Exercício proposto
Responda às perguntas abaixo com base no texto do documento.
(a) Que percentual dos funcionários federais dos EUA Musk anunciou que pretende demitir?
(b) Quem é o presidente da Comissão de Valores Mobiliários que Musk vem enfrentando há anos?
(c) Quanto valia a Dogecoin no dia anterior às eleições?

Texto do documento
================
O apoio de Musk à extrema-direita britânica foi claro nas últimas
semanas, e ele até atacou o atual primeiro-ministro britânico, Keir
Starmer,
com boatos e chegou a insinuar que os Estados Unidos deveriam invadir
o Reino Unido, gerando ira e uma resposta das autoridades britânicas.
·
Desregulação
e criptomoedas
Musk não será
ministro, como alguns sugerem. O que Trump criou para seu financiador
e promotor foi um organismo que, supostamente, se encarregará de tornar a
administração americana mais eficiente. Já sabemos o que Musk fez ao comprar
o Twitter: demitiu grande parte da equipe, especialmente aqueles que eram
inconvenientes para suas intenções, como a equipe de moderação de conteúdo.
Para a administração pública dos Estados Unidos, tem os mesmos planos. Ele
anunciou que pretende demitir 70% dos funcionários federais dos EUA e cortar um
terço do orçamento.
Esses cortes
deixariam as principais empresas reguladoras da administração sem recursos, com
as quais Musk já tem disputas. A Comissão de Valores Mobiliários, por
exemplo, denunciou o magnata por manipular o mercado de criptomoedas com seus
tuítes sobre o tema e também o obrigou a declarar-se sobre a oferta pública de
ações (OPA) com a qual adquiriu o Twitter. Musk vem enfrentando seu
presidente, Gary Gensler, há anos. Com Trump na Casa
Branca e Musk aconselhando sobre como cortar pessoal, é mais do que provável
que os organismos que incomodaram o sul-africano sejam os primeiros a ser
reduzidos e que as regulamentações que imponham limitações à sua riqueza, como
os impostos sobre grandes fortunas ou grandes empresas, sejam eliminadas da
mesma forma que já foram no anterior mandato de Trump.
Com o cerco ao
presidente da Comissão de Valores Mobiliários dos Estados Unidos, também
se engorda a conta de resultados de Musk. Gary Gensler sempre
foi um obstáculo na regulação das criptomoedas e na sua inclusão nos circuitos
financeiros tradicionais. Embora tenha acabado cedendo, a SEC paralisou por um
bom tempo a regulação e aprovação dos ETFs de Bitcoin e
outras criptomoedas. Sua aprovação foi o pontapé inicial do rally que o mercado
vivenciou no último ano. Mas, sobretudo, o
grande aumento das criptomoedas, onde Musk tem grandes investimentos,
ocorreu desde que Trump venceu as eleições. A cripto favorita de Musk,
a memecoin Dogecoin, valia 0,14 dólares no dia anterior às eleições.
================
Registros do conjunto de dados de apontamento

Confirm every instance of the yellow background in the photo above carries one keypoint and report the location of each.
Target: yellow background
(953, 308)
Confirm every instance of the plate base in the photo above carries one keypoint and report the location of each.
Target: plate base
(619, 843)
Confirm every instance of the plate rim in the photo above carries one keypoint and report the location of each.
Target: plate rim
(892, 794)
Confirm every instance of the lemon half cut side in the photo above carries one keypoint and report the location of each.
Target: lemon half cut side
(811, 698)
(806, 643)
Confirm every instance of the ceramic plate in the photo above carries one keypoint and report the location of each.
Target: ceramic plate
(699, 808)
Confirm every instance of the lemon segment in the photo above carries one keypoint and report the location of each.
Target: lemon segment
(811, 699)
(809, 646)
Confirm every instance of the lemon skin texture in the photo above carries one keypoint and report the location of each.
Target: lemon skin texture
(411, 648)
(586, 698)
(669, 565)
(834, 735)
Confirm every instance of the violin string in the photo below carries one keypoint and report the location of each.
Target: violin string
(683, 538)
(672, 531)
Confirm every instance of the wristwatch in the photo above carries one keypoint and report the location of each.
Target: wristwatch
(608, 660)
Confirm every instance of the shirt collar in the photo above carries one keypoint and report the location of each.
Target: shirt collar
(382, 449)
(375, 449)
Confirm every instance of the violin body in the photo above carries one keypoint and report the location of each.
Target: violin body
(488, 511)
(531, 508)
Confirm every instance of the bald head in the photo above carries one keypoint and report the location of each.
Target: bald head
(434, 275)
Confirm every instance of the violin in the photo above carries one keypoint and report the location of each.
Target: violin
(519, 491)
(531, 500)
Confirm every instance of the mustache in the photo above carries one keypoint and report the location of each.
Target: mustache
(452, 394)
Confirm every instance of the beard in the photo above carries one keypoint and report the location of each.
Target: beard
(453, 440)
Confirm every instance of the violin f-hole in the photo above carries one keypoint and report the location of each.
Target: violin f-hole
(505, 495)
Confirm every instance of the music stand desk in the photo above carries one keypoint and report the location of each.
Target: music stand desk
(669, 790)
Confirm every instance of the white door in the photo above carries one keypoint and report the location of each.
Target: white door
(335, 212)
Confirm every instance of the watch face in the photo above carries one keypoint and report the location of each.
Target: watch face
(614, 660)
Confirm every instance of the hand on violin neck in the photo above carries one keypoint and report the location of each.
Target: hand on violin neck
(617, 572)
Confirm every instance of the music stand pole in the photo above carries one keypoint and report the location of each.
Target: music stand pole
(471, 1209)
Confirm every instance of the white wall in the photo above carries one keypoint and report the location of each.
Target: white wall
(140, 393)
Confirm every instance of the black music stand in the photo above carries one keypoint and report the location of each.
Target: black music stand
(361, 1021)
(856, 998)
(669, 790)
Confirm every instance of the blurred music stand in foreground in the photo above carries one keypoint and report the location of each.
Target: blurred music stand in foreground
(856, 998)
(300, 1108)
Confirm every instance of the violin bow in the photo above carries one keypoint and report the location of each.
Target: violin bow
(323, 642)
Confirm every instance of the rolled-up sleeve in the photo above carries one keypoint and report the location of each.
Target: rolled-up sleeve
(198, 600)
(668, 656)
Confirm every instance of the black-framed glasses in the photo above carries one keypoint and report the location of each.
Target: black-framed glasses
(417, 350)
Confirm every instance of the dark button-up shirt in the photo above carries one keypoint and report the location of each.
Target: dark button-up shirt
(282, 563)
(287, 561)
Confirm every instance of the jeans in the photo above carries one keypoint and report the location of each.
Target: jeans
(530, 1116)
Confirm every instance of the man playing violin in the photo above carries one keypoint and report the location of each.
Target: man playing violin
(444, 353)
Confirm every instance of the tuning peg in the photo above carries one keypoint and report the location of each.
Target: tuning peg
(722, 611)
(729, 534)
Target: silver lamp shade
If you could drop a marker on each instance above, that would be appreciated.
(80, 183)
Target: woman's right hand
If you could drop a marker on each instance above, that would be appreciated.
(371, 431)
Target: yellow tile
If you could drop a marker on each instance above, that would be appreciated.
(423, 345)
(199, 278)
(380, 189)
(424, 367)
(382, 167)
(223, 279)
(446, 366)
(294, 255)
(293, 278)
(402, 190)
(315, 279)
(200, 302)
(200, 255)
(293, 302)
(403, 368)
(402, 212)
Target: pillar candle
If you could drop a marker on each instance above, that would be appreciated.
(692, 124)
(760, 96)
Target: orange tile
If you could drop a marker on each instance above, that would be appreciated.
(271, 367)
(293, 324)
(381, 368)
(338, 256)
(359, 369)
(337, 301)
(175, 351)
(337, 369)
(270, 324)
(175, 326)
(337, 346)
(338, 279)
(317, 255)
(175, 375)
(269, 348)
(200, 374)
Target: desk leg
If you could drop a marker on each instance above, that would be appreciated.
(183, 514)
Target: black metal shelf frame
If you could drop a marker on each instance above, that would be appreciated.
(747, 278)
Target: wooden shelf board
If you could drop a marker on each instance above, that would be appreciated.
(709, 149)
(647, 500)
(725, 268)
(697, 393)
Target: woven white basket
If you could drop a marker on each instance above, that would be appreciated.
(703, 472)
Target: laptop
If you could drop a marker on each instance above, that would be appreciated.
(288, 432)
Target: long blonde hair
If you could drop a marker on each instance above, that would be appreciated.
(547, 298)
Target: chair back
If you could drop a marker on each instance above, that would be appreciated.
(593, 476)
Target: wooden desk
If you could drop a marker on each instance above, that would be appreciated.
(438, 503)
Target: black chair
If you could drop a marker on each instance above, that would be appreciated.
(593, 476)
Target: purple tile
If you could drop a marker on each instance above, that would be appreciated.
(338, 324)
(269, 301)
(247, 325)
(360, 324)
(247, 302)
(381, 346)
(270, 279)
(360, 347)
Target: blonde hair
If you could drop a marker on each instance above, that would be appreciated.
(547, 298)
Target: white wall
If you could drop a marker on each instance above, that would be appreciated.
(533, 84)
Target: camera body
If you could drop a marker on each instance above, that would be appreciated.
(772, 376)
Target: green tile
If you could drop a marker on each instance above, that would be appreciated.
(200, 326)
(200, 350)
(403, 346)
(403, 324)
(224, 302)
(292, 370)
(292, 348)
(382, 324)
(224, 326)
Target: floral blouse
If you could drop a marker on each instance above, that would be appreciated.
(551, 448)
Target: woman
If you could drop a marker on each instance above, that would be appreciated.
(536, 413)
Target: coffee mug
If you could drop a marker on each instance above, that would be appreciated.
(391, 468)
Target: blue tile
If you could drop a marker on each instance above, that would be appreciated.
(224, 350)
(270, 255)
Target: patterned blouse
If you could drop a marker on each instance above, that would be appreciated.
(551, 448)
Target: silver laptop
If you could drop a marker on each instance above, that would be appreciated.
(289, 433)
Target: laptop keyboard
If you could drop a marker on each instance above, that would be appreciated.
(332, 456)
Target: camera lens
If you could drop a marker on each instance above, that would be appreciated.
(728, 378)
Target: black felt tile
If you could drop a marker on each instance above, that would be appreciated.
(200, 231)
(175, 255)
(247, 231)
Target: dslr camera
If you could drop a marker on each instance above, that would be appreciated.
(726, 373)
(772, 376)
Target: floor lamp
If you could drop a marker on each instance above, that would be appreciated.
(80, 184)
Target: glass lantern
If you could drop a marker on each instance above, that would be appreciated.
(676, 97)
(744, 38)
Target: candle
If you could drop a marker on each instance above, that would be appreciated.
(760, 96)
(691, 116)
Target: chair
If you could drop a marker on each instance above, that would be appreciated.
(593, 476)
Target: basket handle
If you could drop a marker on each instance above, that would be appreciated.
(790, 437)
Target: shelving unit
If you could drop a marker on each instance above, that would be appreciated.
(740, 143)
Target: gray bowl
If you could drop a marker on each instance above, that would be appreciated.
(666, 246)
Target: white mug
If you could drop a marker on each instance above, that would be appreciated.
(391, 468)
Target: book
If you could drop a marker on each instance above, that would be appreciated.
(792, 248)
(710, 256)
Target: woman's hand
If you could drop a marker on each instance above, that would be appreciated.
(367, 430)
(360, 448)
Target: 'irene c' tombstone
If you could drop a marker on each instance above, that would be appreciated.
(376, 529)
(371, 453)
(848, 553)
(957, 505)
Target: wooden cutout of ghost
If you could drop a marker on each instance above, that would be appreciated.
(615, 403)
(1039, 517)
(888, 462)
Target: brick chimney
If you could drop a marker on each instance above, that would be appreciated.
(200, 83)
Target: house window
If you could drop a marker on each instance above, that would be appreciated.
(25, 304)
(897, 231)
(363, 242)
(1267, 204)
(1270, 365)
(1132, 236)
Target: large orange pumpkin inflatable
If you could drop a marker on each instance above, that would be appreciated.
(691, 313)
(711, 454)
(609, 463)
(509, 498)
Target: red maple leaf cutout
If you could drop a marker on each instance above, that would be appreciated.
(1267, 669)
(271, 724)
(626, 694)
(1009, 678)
================
Resultado final
(a) 70%.
(b) Gary Gensler.
(c) 0,14 dólares.